WHAT THE TASK REQUIRES: Could you reproduce, word for word, everything below from the line containing "Target: bus windshield" down to the line containing "Target: road marking", with both of those lines included and no others?
____________________
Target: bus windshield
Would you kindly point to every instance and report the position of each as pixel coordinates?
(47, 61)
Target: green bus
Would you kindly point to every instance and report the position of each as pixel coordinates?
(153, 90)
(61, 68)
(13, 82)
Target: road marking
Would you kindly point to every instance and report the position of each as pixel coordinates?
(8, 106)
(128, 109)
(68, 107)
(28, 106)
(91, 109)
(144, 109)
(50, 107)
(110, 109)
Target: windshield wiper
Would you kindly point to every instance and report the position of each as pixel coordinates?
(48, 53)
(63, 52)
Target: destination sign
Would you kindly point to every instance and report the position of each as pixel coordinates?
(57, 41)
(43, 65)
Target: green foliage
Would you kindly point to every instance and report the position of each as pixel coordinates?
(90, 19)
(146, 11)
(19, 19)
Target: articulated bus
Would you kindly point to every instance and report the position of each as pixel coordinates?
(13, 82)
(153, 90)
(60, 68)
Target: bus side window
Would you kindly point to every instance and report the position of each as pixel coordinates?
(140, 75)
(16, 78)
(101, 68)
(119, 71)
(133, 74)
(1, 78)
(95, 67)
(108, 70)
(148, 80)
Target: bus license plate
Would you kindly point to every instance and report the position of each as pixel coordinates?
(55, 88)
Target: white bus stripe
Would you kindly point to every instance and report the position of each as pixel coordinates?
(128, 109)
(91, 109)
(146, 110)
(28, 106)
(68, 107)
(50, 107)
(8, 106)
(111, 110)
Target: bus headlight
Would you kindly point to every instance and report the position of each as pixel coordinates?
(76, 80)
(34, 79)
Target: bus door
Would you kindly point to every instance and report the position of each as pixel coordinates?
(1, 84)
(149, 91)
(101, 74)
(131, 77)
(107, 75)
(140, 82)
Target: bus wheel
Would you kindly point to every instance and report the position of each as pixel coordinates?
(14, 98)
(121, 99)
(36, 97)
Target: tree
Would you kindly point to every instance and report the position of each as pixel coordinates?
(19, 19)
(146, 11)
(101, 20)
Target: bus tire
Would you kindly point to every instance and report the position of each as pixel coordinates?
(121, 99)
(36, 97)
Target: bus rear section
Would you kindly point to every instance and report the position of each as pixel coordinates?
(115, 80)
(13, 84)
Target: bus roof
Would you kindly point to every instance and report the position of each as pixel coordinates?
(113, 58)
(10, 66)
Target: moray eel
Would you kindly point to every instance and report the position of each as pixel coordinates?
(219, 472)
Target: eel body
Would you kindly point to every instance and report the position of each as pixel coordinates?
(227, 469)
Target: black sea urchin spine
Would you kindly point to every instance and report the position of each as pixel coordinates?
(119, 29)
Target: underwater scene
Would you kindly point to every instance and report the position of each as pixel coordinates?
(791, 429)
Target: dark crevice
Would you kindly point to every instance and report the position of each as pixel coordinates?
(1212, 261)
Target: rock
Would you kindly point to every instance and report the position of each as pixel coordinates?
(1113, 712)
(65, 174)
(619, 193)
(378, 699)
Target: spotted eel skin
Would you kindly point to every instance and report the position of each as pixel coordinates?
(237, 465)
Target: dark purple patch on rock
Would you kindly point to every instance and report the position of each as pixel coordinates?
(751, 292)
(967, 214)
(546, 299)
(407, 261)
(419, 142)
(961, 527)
____________________
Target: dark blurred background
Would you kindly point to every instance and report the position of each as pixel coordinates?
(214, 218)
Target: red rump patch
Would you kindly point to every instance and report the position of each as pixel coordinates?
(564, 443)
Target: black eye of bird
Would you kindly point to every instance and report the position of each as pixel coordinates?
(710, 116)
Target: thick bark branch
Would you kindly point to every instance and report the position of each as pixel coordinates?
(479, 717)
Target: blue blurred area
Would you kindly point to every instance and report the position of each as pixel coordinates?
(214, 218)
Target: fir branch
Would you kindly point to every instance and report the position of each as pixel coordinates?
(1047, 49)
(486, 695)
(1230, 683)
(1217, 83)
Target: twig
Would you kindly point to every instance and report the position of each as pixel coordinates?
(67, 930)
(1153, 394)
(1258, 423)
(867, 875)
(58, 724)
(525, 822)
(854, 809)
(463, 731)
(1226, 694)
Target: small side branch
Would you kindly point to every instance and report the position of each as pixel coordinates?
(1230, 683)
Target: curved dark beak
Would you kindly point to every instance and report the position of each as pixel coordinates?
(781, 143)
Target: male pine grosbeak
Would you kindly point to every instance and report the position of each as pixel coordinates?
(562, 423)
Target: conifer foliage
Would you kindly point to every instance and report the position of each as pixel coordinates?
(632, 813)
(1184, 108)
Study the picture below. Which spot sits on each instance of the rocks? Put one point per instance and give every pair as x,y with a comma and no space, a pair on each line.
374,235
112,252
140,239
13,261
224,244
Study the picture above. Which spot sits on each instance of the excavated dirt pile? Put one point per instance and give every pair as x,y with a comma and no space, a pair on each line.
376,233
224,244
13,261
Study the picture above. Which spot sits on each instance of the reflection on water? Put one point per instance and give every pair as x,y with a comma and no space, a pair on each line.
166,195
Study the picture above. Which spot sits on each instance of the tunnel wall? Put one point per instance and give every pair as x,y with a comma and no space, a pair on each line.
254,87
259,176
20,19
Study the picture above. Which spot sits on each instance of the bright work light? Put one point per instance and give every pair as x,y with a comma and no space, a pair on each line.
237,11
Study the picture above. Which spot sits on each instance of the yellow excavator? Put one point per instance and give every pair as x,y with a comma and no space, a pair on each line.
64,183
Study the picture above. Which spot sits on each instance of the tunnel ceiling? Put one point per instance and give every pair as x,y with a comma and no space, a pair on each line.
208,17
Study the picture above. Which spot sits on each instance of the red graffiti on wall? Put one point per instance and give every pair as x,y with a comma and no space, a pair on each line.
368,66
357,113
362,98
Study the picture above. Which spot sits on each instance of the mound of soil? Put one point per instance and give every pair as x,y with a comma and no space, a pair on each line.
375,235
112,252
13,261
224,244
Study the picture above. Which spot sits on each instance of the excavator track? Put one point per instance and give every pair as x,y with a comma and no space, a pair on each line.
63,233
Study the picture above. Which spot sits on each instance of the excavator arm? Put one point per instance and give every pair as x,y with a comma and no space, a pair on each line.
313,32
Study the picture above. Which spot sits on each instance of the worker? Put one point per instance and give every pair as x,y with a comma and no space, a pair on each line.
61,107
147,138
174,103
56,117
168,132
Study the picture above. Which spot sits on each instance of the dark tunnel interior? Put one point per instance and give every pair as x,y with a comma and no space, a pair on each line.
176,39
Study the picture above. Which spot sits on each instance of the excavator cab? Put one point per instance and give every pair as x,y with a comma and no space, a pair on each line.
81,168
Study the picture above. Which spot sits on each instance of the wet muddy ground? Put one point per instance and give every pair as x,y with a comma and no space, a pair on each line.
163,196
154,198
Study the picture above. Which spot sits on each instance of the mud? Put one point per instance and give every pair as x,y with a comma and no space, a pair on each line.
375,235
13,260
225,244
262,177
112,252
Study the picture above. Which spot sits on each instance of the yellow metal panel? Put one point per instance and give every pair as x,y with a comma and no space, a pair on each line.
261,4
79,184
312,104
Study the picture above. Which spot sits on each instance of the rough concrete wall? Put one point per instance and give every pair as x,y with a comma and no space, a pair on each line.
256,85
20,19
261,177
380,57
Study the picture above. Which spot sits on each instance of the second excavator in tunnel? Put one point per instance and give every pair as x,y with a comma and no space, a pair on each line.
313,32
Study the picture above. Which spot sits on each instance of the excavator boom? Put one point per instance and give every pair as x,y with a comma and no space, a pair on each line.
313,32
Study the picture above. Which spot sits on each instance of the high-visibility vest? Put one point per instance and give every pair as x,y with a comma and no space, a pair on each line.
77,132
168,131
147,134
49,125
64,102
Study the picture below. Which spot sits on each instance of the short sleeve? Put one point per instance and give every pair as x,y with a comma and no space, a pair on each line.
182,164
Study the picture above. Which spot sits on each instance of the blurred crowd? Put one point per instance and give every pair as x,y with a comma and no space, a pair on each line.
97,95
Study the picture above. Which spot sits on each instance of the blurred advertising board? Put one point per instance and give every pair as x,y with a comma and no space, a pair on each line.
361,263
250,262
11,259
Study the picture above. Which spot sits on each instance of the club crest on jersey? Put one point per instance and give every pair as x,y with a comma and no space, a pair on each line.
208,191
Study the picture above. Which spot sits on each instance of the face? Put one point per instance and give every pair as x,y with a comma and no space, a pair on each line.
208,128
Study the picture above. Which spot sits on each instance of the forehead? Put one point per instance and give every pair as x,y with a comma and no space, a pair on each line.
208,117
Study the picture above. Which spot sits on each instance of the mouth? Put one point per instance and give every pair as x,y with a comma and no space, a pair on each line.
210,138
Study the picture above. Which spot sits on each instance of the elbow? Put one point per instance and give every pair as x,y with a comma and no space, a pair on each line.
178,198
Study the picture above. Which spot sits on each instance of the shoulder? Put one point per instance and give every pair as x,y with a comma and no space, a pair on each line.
____________________
SOLUTION TO THE PROBLEM:
Target: bus windshield
Would you kindly point to every instance and report the position of each as pixel coordinates?
(47, 61)
Target: green bus
Would you kindly point to every instance and report the position of each as pixel coordinates?
(153, 90)
(61, 68)
(13, 82)
Target: road marking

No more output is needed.